_TEXT SEGMENT:_
********************
1 files changed, 89 insertions, 1 deletions
diff --git a/open_issues/multithreading.mdwn b/open_issues/multithreading.mdwn
index f631a80b..d7804864 100644
--- a/open_issues/multithreading.mdwn
+++ b/open_issues/multithreading.mdwn
@@ -266,6 +266,94 @@ Tom Van Cutsem, 2009.
       async by nature, will create messages floods anyway
 
 
+### IRC, freenode, #hurd, 2013-02-23
+
+    <braunr> hmm let's try something
+    <braunr> iirc, we cannot limit the max number of threads in libports
+    <braunr> but did someone try limiting the number of threads used by
+      libpager ?
+    <braunr> (the only source of system stability problems i currently have are
+      the unthrottled writeback requests)
+    <youpi> braunr: perhaps we can limit the amount of requests batched by the
+      ext2fs sync?
+    <braunr> youpi: that's another approach, yes
+    <youpi> (I'm not sure to understand what threads libpager create)
+    <braunr> youpi: one for each writeback request
+    <youpi> ew
+    <braunr> but it makes its own call to
+      ports_manage_port_operations_multithread
+    <braunr> i'll write a new ports_manage_port_operations_multithread_n
+      function that takes a mx threads parameter
+    <braunr> and see if it helps
+    <braunr> i thought replacing spin locks with mutexes would help, but it's
+      not enough, the true problem is simply far too much contention
+    <braunr> youpi: i still think we should increase the page dirty timeout to
+      30 seconds
+    <youpi> wouldn't that actually increase the amount of request done in one
+      go?
+    <braunr> it would
+    <braunr> but other systems (including linux) do that
+    <youpi> but they group requests
+    <braunr> what linux does is scan pages every 5 seconds, and writeback those
+      who have been dirty for more than 30 secs
+    <braunr> hum yes but that's just a performance issue
+    <braunr> i mean, a separate one
+    <braunr> a great source of fs performance degradation is due to this
+      regular scan happenning at the same time regular I/O calls are made
+    <braunr> e.G. aptitude update
+    <braunr> so, as a first step, until the sync scan is truley optimized, we
+      could increase that interval
+    <youpi> I'm afraid of the resulting stability regression
+    <youpi> having 6 times as much writebacks to do
+    <braunr> i see
+    <braunr> my current patch seems to work fine for now
+    <braunr> i'll stress it some more
+    <braunr> (it limits the number of paging threads to 10 currently)
********************
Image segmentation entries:
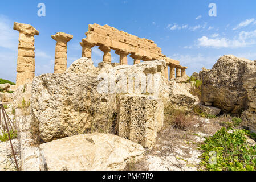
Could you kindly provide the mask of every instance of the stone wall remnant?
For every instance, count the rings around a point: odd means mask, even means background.
[[[133,64],[155,60],[164,60],[167,67],[165,77],[168,79],[168,66],[170,67],[170,79],[180,77],[186,75],[188,67],[182,67],[180,62],[167,57],[162,54],[161,49],[153,40],[140,38],[106,24],[101,26],[97,24],[89,24],[86,38],[80,43],[83,47],[82,56],[91,58],[91,49],[95,46],[104,52],[103,62],[111,63],[111,50],[116,51],[120,56],[120,64],[127,64],[127,56],[134,59]],[[175,75],[175,69],[176,75]]]
[[[63,73],[67,69],[67,43],[73,35],[60,32],[51,38],[56,41],[54,73]]]
[[[35,35],[39,32],[30,24],[14,22],[13,29],[19,32],[16,85],[31,81],[35,77]]]

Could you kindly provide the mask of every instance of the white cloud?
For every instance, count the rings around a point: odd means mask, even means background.
[[[199,15],[198,16],[197,16],[196,19],[200,19],[201,18],[202,18],[202,15]]]
[[[237,48],[242,47],[255,44],[255,41],[239,38],[238,40],[230,40],[226,38],[209,39],[206,36],[202,36],[197,39],[199,46],[213,47],[214,48]]]
[[[202,26],[198,24],[198,25],[195,26],[194,27],[189,27],[189,29],[192,30],[193,31],[194,31],[197,30],[197,29],[200,29],[202,27]]]
[[[214,28],[213,27],[209,26],[208,30],[210,30],[213,29],[213,28]]]
[[[245,21],[243,21],[243,22],[241,22],[237,27],[233,28],[233,30],[234,30],[240,28],[241,27],[246,27],[246,26],[249,26],[250,24],[251,24],[251,23],[253,23],[254,24],[255,24],[255,22],[256,22],[256,21],[255,21],[254,18],[248,19],[246,19]]]
[[[185,24],[185,25],[182,26],[182,29],[186,29],[186,28],[188,28],[188,24]]]
[[[178,26],[177,26],[177,24],[174,24],[174,26],[173,26],[172,27],[170,27],[170,30],[174,30],[178,28]]]
[[[51,57],[53,57],[54,55],[51,56],[49,55],[48,54],[47,54],[43,51],[41,51],[40,49],[35,49],[35,58],[44,58],[44,59],[50,59]]]

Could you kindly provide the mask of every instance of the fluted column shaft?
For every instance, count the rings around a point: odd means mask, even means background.
[[[175,65],[173,64],[170,65],[170,80],[175,78]]]
[[[168,80],[168,66],[167,65],[164,69],[164,77]]]
[[[51,38],[56,41],[54,73],[64,73],[67,69],[67,43],[73,38],[73,35],[58,32]]]
[[[116,51],[115,53],[120,55],[119,61],[120,64],[128,64],[127,55],[129,52],[120,50]]]
[[[83,42],[80,43],[80,45],[83,48],[82,56],[92,59],[92,48],[95,46],[95,44],[83,40]]]
[[[176,78],[179,78],[181,76],[181,69],[180,67],[176,67]]]

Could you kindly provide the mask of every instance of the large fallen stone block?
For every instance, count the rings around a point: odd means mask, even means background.
[[[205,106],[200,103],[197,104],[197,105],[202,111],[207,114],[216,115],[218,114],[221,111],[221,110],[218,108]]]
[[[123,170],[142,158],[143,147],[110,134],[74,135],[40,146],[40,169]]]
[[[164,104],[155,96],[120,95],[117,110],[118,135],[151,148],[164,122]]]
[[[255,61],[256,64],[256,61]],[[249,109],[242,114],[242,124],[256,133],[256,74],[255,77],[249,78],[243,86],[248,93],[248,105]]]

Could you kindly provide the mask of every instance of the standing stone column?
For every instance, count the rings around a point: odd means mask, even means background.
[[[181,67],[180,66],[176,66],[176,78],[181,77]]]
[[[130,57],[133,59],[133,64],[136,64],[140,63],[140,60],[143,56],[136,53],[133,53],[132,55],[131,55]]]
[[[168,80],[168,65],[167,64],[164,69],[164,77]]]
[[[184,77],[186,75],[186,69],[188,69],[188,67],[183,67],[181,68],[181,77]]]
[[[73,39],[73,35],[58,32],[51,38],[55,40],[55,63],[54,73],[64,73],[67,69],[67,43]]]
[[[35,38],[39,32],[30,24],[14,22],[13,29],[19,32],[16,75],[17,88],[35,77]]]
[[[96,45],[96,43],[88,42],[85,39],[82,39],[82,42],[80,43],[80,45],[83,48],[82,56],[92,59],[92,48]]]
[[[120,64],[128,64],[127,62],[127,55],[129,53],[128,52],[119,50],[115,52],[116,54],[120,55]]]
[[[99,47],[99,49],[104,52],[103,62],[111,63],[111,53],[110,53],[111,49],[110,47],[101,46]]]
[[[170,64],[170,80],[175,78],[175,65]]]

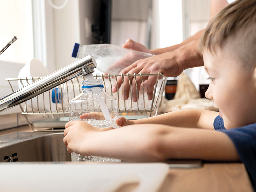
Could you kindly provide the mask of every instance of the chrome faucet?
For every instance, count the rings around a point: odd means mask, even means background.
[[[82,75],[94,72],[97,64],[91,55],[0,98],[0,113]]]

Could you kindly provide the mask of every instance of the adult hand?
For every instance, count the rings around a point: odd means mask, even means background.
[[[166,77],[173,77],[180,75],[186,69],[204,65],[203,57],[198,49],[199,39],[194,40],[172,51],[165,52],[153,57],[140,59],[121,71],[120,73],[136,74],[157,73],[161,73]],[[135,47],[134,46],[134,47]],[[153,97],[154,87],[157,79],[156,76],[143,76],[143,80],[147,80],[147,93],[149,100]],[[132,84],[135,84],[133,76],[130,76]],[[140,90],[142,80],[137,78],[138,90]],[[117,78],[117,84],[115,83],[112,87],[113,92],[117,91],[123,83],[121,77]],[[127,76],[124,77],[125,100],[128,99],[130,91],[129,80]],[[132,100],[137,101],[136,87],[132,86]]]
[[[124,48],[138,51],[146,53],[152,54],[148,48],[131,39],[128,39],[122,46]],[[138,60],[151,56],[152,55],[131,51],[110,66],[105,71],[105,74],[118,74],[122,69],[129,66]]]
[[[63,141],[69,153],[74,151],[88,156],[91,154],[87,148],[88,145],[85,142],[90,142],[88,140],[91,138],[90,136],[98,132],[113,129],[113,127],[96,128],[82,121],[69,121],[65,125]]]
[[[126,40],[125,43],[122,45],[122,47],[126,49],[130,49],[138,51],[144,52],[144,53],[153,54],[150,50],[145,47],[144,45],[142,45],[139,43],[136,42],[130,39],[128,39]]]
[[[167,77],[174,76],[180,74],[184,69],[181,66],[177,60],[176,53],[174,52],[168,52],[153,57],[140,59],[130,66],[121,71],[120,74],[129,73],[131,75],[136,74],[156,73],[161,73]],[[130,76],[131,82],[132,83],[132,100],[137,101],[136,87],[135,79],[133,75]],[[154,87],[157,79],[156,76],[143,76],[143,81],[147,80],[147,93],[149,100],[152,99],[153,97]],[[138,90],[140,88],[142,83],[141,78],[137,78]],[[129,83],[128,77],[124,77],[124,86],[125,88],[125,99],[127,100],[129,96]],[[122,83],[121,77],[117,78],[117,83],[118,88],[120,88]],[[116,83],[113,85],[112,91],[113,92],[117,91],[117,85]]]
********************
_WORK REQUIRED:_ According to the IRC log on multithreading, to how many paging threads does braunr's current patch limit the count?

_IN RESPONSE:_ 10